Thursday, August 11, 2005

A link to Yard Work came across Sportsfilter this week. Some people there apparently weren't clear on the whole "it's a parody" thing--even though the first post at the time was by Ron Dibble arguing for Eric Milton (6-12, 6.48 ERA) for the Cy Young based on being a modern-day Nasty Boy.

Anyway, the whole point of posting here was to say that Yard Work is freakin' hysterical writing about baseball, with pitch perfect parodies of all your favorite broadcast and print sports journalists, along with players and other famous people. Clint Barmes' rookie diary stands out among the players, but what absolutely made the site for me were the Monday and Tuesday Morning Quarterback parodies. There's also an Eric Karabell section (whose name I can neither type nor say without thinking: "What this fantasy football draft needs....is more Karabell!"), so perhaps our favorite fantasy sports analyst will appear there soon.

Tuesday, August 09, 2005

The best link I was emailed last week.

The second best link I was emailed last week is the poster on the bottom.

Flogging Molly tonight at Royal Oak Music Theatre--woohoo!!

Monday, August 08, 2005

My favorite observation of the summer

I was working out on the third floor of the Intramural Building here on campus on Friday, and after I was done I went to the restroom. Because it was the more involved process, I was able to see that the men's room stall is fully handicapped-accessible. This is, of course, admirable...save for one little problem.

The third floor of the Intramural Building is not handicapped-accessible.

Saturday, August 06, 2005

I just finished my four-week-long grappling match with Neal Stephenson's Quicksilver, a monster of a tome. It's 916 pages, but makes up for it by being a slow read. Still, I'm pretty much immediately seeking out the next two books in the trilogy, so don't take the slowness the wrong way. It's just dense, that's all.

It's customary to say what a book is about when you describe reading it. So here goes--Quicksilver is about: Isaac Newton, the Tower of London, the Glorious Revolution, Samuel Pepys, John Locke, silver mining, the court of Louis XIV at Versailles and his hemorrhoids, Robert Hooke, the Siege of Vienna, the Siege of Maestricht, fisting, chakras, Amsterdam stock markets, Christaan Huygens, gallstones, Barbary pirates, Massachusetts pirates, the taking of Batavia, the slave trade, Gottfried Liebniz, royal bastards (i.e. jerks), royal bastards (i.e. illegitimate children of noblemen), the Black Death, the burning of London, Oliver Cromwell, Charleses I and II, Jameses I and II, the Royal Society, the King of the Vagabonds, the ascendancy and fellating of William of Orange, binary numbers, clockmaking, and alchemy.

I'm sure I've left out a few things, but that's a good start anyway. Most specifically, I've left out the two extraordinary main characters--Daniel Waterhouse and Eliza de la Zeur, each of whom has a picaresque role that has crudely been designated in recent years as the abominable movie Forrest Gump. That is, they are the fictional connectors of major historical personages and in many ways the quiet movers of history. If I had to pare down the whole "what this book is about" thing, I'd say it's about the dawn of modernity--in science, in religion, in politics, and in capitalism (and in the interconnections of all of these). It also has numerous sly winks at the present, many of which serve to mock our notion that everything and anything is new or unprecedented. (Leibniz, for instance, in a letter notes that the rapid pace of modern life is being blamed for the rising incidence of "Canal Rage" among the gondoliers.)

(Object position labeling rows)

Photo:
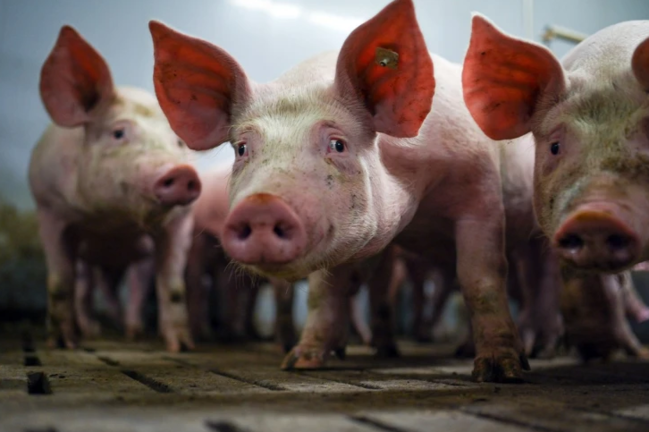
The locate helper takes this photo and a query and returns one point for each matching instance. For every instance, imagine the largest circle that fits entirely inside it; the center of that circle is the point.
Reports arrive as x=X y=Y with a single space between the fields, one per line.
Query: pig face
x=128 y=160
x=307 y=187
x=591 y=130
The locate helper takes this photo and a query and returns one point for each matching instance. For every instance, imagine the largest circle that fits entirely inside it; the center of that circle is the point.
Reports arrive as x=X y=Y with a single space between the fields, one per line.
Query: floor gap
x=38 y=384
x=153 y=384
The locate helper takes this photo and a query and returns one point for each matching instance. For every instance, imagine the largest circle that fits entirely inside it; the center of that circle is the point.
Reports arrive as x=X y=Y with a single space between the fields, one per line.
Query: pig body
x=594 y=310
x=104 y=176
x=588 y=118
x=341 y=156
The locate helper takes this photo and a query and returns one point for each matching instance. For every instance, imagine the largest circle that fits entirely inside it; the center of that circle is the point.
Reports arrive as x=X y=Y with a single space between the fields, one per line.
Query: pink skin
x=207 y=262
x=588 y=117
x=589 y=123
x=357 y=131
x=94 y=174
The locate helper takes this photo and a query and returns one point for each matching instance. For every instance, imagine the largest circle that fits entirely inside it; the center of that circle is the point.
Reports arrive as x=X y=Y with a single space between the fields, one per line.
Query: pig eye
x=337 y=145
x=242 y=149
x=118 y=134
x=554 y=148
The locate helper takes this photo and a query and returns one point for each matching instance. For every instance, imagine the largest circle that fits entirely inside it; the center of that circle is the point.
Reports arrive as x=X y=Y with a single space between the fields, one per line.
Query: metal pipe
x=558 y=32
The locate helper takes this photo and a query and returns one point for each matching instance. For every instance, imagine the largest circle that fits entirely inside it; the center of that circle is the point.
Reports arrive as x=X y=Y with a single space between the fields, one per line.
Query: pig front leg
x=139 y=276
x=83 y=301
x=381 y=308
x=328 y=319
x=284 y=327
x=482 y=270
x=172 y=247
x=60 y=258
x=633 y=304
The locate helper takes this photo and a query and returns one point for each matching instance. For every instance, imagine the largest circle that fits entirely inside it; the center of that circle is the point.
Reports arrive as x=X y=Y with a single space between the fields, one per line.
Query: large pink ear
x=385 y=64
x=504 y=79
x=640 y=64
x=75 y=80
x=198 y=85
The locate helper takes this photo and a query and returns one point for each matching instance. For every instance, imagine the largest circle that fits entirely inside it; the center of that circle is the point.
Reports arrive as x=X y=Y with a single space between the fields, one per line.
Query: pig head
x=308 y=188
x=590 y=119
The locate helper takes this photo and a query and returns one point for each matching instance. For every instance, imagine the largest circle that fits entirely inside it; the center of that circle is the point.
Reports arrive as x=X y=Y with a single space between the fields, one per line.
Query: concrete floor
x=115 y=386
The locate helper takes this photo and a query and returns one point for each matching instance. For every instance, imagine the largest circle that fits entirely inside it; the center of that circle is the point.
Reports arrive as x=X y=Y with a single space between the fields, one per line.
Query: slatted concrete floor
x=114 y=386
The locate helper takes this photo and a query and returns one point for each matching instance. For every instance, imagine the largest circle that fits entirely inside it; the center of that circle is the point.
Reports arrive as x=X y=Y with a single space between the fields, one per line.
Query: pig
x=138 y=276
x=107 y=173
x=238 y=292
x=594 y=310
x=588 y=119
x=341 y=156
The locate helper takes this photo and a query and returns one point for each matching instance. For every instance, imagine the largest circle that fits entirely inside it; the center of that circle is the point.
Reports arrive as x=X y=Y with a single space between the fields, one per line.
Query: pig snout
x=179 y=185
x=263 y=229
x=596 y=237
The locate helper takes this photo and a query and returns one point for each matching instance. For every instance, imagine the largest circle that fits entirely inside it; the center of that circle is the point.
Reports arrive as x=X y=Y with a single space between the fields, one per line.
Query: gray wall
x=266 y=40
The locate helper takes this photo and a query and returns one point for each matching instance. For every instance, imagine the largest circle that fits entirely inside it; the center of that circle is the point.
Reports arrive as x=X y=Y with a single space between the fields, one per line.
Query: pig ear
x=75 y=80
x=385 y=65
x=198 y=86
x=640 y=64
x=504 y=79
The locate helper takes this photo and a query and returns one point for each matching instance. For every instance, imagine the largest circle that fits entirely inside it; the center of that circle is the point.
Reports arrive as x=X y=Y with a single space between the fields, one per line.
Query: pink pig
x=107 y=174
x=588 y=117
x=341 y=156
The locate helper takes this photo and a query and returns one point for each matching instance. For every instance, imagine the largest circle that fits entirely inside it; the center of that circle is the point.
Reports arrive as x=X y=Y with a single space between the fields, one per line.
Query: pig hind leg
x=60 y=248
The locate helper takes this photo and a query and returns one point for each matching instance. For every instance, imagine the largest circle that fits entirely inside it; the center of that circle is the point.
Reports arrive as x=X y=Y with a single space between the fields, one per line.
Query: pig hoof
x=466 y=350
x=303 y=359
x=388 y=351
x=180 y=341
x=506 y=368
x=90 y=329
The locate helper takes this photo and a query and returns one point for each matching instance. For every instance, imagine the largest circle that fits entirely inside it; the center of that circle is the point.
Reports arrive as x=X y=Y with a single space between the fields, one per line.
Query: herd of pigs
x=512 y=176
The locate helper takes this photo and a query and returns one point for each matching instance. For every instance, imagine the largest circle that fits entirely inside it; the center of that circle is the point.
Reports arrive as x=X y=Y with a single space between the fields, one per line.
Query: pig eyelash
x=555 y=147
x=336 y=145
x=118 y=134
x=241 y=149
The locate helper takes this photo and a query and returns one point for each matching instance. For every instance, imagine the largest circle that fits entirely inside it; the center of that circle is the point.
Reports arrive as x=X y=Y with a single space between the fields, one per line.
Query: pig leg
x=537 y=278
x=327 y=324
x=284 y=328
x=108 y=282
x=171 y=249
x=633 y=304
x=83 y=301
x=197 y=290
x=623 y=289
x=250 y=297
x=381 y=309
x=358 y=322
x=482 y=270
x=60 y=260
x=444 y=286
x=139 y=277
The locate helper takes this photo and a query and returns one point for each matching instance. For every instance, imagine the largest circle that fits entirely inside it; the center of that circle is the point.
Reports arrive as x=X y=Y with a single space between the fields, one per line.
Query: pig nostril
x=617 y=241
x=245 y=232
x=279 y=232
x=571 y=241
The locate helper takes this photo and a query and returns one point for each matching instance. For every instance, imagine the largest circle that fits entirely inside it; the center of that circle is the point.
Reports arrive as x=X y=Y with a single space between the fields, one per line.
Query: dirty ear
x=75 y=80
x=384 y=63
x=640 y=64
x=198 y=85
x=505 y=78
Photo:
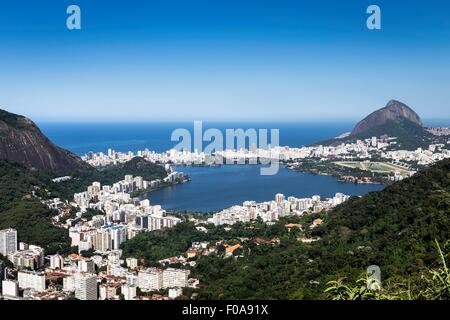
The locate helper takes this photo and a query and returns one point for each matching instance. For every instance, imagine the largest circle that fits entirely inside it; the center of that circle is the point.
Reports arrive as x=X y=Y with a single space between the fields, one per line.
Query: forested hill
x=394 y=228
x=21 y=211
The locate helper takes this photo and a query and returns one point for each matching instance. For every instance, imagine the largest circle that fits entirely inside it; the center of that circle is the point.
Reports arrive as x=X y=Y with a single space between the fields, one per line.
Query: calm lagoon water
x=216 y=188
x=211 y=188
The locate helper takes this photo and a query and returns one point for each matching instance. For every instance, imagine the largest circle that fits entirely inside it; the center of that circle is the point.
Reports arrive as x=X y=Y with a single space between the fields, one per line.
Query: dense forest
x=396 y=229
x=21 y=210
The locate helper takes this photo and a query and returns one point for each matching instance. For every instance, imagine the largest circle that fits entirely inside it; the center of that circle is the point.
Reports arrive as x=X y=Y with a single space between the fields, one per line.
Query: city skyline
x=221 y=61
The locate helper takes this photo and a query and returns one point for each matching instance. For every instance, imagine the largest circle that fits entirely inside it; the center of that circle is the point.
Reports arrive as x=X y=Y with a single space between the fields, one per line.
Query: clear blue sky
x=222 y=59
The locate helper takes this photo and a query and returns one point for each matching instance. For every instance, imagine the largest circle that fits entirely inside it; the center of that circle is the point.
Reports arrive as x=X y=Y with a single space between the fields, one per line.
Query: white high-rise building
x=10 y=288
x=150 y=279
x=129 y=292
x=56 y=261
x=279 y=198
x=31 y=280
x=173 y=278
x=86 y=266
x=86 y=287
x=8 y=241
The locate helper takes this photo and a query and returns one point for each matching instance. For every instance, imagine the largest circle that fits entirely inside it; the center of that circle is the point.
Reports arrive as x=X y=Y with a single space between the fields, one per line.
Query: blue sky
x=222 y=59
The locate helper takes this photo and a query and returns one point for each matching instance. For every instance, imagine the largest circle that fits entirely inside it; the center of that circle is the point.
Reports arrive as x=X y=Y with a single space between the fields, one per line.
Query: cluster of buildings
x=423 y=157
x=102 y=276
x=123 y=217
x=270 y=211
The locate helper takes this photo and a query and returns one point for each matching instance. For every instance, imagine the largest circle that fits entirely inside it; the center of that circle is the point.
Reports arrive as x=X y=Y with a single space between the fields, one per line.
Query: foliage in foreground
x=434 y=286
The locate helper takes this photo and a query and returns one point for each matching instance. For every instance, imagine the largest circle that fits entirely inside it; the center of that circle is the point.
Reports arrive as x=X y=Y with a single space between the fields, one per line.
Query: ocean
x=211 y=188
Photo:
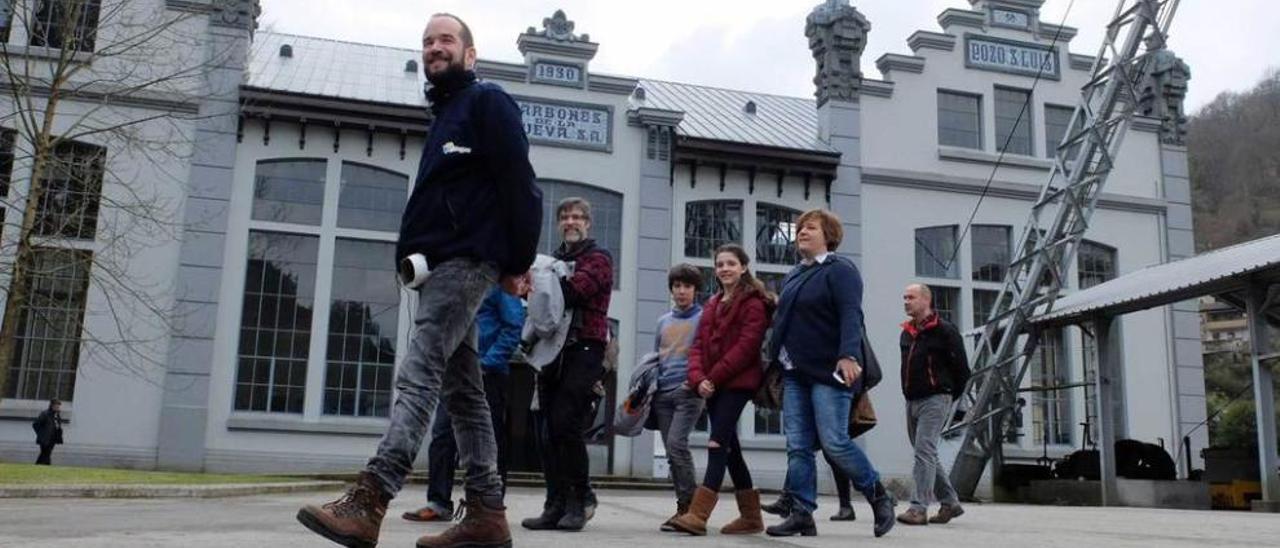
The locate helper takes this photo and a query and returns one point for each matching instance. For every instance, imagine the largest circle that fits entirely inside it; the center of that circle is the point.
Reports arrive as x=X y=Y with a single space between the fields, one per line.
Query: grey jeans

_DIRECTIVE 1_
Answer these questions about the blog posts, keeping the same letters:
(a) How many pages does Quicksilver have?
(b) On which floor of the Intramural Building was the writer working out?
(c) Which band was playing at the Royal Oak Music Theatre?
_DIRECTIVE 2_
Rescale the rows from the start of the rows through the line containing "x=153 y=384", including both ends. Repeat every line, requests included, and multiply each coordinate in the answers by 2.45, rounding to whole numbers with halves going up. Give only those lines, and leave out the pictures.

_EXERCISE RESPONSE 1_
(a) 916
(b) The third floor
(c) Flogging Molly

_EXERCISE RESPONSE 2_
Photo:
The locate helper takes this photo and a query and returns one point for each matching instance. For every instance, imagine the largest circle that fits entirely inside it; the center of that circle is the point.
Reports arrive as x=X y=Y with a single space between the fields, one per line.
Query: pig face
x=314 y=392
x=752 y=458
x=1448 y=319
The locate helper takes this photo and a query and returns one point for each matching instance. For every instance, imagine the largest circle that fits entirely inside it; the center of that circle is the point.
Reports arrive as x=X y=Y with a single space between the fields, one per line.
Query: floor gap
x=93 y=941
x=375 y=941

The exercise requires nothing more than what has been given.